• Goal of the exercise:
Please collect each line of the records below that contains the string "target". Case counts.
[Data for this task — start]
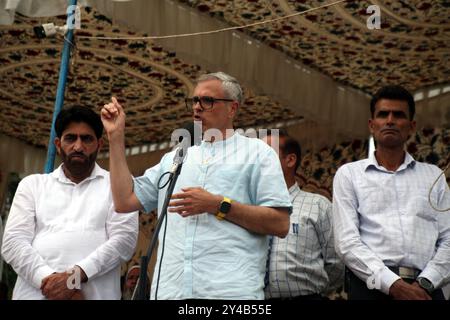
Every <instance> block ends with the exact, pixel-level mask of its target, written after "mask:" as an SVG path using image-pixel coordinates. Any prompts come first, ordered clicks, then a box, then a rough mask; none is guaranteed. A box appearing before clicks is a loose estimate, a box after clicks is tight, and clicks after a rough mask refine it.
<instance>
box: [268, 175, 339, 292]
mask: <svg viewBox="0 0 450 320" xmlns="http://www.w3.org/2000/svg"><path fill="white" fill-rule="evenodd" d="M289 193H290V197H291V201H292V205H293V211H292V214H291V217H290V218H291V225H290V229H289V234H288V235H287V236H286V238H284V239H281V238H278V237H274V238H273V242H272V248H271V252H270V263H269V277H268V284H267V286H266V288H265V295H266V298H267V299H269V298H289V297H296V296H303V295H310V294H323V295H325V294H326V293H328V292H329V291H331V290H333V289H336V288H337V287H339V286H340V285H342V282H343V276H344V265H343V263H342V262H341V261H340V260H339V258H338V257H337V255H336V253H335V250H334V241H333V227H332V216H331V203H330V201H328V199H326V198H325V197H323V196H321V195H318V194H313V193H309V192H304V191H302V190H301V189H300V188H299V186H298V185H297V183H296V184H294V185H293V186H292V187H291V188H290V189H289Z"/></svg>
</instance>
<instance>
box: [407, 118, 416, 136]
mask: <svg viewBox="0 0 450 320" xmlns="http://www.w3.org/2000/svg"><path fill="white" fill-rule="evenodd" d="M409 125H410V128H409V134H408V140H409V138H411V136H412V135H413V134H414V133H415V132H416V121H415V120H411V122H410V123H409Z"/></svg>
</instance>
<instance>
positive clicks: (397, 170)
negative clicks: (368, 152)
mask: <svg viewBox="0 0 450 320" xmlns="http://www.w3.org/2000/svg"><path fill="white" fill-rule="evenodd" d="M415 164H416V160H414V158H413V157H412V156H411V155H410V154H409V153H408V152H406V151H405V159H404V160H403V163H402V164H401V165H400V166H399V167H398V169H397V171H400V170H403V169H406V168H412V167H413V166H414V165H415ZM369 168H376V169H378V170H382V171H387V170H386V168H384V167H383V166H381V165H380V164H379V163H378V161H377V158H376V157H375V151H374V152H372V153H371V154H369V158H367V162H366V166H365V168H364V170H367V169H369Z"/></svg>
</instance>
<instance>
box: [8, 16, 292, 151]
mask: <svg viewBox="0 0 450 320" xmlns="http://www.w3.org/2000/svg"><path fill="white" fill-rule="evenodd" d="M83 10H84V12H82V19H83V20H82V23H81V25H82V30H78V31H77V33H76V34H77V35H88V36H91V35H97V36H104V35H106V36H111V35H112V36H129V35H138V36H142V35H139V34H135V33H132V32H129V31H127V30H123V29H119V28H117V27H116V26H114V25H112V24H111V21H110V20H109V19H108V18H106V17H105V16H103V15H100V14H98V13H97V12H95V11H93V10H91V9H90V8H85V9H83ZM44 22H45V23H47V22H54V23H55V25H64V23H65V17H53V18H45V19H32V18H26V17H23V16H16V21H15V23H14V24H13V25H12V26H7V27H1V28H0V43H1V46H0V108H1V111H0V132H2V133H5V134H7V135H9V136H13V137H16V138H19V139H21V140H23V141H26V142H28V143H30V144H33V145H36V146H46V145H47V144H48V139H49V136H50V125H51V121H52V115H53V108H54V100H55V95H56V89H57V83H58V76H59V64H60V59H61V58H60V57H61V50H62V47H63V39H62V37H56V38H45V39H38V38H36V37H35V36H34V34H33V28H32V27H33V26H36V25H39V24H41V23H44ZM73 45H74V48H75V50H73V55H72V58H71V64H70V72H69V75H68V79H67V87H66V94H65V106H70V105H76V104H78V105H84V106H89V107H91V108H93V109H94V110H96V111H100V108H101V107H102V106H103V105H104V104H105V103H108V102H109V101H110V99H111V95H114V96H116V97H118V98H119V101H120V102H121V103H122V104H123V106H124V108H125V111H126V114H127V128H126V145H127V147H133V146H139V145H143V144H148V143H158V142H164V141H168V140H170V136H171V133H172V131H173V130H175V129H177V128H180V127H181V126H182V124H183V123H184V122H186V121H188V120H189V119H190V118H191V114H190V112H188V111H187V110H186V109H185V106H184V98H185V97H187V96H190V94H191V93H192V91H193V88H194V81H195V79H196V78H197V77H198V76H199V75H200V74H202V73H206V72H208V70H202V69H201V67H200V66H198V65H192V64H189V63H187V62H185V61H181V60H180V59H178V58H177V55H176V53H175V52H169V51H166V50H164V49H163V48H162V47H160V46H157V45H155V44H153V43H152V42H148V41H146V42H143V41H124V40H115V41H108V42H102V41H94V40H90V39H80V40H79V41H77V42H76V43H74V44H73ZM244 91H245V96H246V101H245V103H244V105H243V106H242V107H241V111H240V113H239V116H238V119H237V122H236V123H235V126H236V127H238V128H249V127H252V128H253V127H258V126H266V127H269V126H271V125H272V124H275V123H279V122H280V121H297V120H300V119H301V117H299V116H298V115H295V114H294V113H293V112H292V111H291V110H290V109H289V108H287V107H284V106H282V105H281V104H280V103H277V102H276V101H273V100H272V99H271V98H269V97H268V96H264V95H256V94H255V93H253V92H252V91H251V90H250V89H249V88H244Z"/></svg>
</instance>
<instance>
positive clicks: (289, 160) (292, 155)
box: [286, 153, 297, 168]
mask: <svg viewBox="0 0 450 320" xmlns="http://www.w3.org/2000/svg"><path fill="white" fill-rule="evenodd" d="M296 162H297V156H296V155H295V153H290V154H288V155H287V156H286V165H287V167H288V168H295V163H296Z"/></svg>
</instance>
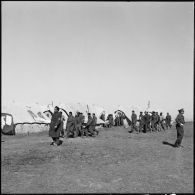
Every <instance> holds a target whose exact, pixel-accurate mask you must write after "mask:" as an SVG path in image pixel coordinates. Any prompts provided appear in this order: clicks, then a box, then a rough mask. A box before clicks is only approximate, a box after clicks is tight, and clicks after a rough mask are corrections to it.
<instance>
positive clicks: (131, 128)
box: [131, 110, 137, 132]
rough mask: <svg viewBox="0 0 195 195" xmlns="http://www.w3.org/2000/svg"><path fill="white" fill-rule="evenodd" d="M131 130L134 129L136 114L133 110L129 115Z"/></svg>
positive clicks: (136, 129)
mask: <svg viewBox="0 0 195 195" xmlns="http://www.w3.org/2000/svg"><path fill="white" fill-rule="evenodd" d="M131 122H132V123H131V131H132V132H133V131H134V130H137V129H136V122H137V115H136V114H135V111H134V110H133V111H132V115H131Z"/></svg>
[Data for this task — finish]
[Data for this task — start]
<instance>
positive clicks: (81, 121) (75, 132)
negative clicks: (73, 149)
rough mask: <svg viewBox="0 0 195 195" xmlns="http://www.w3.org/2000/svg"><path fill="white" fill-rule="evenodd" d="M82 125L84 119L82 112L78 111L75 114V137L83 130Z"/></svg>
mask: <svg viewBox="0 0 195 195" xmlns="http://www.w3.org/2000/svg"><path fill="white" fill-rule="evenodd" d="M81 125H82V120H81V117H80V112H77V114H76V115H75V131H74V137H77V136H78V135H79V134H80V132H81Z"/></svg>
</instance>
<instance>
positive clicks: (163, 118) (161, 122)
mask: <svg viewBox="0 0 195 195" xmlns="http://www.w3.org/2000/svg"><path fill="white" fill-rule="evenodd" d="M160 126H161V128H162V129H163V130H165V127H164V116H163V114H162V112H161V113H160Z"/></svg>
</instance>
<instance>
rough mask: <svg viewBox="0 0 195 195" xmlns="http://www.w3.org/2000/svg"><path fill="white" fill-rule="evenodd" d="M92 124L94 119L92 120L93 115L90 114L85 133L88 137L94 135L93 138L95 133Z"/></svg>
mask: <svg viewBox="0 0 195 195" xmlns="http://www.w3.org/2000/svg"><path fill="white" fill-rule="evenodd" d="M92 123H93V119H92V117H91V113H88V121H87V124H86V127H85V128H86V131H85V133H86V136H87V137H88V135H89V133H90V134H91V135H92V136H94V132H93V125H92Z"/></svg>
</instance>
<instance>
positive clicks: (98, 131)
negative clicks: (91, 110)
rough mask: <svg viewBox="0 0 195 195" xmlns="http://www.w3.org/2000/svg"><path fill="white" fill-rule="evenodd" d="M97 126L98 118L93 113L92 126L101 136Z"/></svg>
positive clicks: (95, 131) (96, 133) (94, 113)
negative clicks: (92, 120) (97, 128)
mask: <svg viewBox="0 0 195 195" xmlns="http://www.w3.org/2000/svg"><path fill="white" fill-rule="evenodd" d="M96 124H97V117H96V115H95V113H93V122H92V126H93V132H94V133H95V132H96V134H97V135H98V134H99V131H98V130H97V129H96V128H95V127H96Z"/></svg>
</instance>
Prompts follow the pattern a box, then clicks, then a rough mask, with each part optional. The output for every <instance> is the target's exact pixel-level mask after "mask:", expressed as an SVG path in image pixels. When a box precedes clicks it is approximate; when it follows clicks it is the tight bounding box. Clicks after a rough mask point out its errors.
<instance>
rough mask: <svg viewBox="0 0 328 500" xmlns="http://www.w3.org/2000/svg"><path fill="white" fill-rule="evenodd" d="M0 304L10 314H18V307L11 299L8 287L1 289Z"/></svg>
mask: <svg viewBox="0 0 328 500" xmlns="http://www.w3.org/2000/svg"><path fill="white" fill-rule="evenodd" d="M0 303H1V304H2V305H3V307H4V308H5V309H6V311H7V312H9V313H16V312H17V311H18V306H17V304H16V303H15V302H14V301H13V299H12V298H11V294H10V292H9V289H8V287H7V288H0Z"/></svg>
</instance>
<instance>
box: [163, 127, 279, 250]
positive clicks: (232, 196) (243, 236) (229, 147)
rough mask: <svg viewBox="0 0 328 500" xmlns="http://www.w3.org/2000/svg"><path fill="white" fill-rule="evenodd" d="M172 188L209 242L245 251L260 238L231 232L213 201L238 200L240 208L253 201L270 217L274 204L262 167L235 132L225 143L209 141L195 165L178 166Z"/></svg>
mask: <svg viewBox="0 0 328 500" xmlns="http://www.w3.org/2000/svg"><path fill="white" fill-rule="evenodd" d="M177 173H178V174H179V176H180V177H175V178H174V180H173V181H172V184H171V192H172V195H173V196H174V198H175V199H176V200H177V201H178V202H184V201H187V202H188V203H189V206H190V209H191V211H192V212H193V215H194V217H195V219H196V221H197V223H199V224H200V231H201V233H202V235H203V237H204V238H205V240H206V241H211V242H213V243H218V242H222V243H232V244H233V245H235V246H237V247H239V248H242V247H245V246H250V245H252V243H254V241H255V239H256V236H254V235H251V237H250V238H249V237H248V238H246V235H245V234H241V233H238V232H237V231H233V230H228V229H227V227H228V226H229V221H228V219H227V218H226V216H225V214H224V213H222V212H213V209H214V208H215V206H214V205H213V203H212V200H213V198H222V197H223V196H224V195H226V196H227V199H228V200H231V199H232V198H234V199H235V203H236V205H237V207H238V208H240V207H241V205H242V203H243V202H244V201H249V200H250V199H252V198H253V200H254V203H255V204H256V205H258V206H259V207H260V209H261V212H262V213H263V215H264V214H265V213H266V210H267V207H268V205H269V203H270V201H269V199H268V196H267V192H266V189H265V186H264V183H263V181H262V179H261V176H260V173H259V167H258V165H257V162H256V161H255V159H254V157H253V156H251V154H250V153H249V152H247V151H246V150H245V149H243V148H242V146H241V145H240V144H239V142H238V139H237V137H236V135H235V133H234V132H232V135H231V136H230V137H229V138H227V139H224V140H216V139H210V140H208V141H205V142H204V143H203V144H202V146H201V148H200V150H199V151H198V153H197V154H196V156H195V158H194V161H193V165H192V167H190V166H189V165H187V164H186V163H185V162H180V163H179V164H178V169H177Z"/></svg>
[Data for this task — finish]
• Answer area:
Every <instance> block ends with the exact, pixel-level mask of its target, written after "mask:" as an SVG path using image-pixel coordinates. Any prompts come first, ordered clicks, then a box, then a rough mask; none is guaranteed. A box appearing before clicks is a loose estimate, a box after clicks is tight, and clicks after a rough mask refine it.
Every <instance> holds a target whose exact, pixel-accurate mask you must write after "mask:" as an SVG path in image pixel coordinates. Any prompts provided appear in this order: clicks, then a box, then a rough mask. A box before clicks is only approximate, a box after clicks is tight, and clicks after a rough mask are corrections to it.
Prompts follow the pattern a box, then clicks, then a rough mask, with each part optional. The output for every <instance> is the target's exact pixel-level mask after "mask:", expressed as an SVG path in image pixels. When a box precedes clicks it is approximate; when it follows clicks it is the tight bounding box. Clicks after a rough mask point out its errors.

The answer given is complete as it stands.